Provided data:
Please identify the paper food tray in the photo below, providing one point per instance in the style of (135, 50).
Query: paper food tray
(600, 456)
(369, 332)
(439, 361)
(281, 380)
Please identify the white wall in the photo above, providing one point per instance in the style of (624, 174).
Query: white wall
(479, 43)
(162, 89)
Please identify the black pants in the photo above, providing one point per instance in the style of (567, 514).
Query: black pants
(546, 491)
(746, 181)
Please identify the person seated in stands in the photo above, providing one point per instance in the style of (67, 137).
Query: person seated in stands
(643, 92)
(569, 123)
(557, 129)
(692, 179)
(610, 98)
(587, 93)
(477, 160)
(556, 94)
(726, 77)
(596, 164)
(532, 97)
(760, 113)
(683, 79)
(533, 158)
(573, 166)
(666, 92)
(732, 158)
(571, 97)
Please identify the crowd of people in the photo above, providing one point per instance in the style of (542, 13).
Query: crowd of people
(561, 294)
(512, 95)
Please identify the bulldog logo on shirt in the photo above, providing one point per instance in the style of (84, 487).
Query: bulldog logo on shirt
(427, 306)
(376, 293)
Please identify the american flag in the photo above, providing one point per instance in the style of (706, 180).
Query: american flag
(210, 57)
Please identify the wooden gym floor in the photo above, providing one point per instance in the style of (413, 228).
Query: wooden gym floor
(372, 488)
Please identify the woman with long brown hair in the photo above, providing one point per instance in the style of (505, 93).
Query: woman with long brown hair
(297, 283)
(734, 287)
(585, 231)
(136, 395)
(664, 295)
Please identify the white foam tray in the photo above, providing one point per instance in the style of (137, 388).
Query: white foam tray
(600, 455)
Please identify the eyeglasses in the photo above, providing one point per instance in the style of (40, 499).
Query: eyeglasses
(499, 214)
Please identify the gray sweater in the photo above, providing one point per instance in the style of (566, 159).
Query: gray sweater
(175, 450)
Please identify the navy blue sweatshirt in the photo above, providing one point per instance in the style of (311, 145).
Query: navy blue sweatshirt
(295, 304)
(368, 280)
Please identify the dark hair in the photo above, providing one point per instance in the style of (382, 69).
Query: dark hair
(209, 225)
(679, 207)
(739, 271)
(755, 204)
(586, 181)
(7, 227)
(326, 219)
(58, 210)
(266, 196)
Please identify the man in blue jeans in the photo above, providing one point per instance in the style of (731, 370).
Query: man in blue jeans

What is needed:
After reading the material above, state how many of its lines hold the word "jeans". No other output is needed.

Task output:
2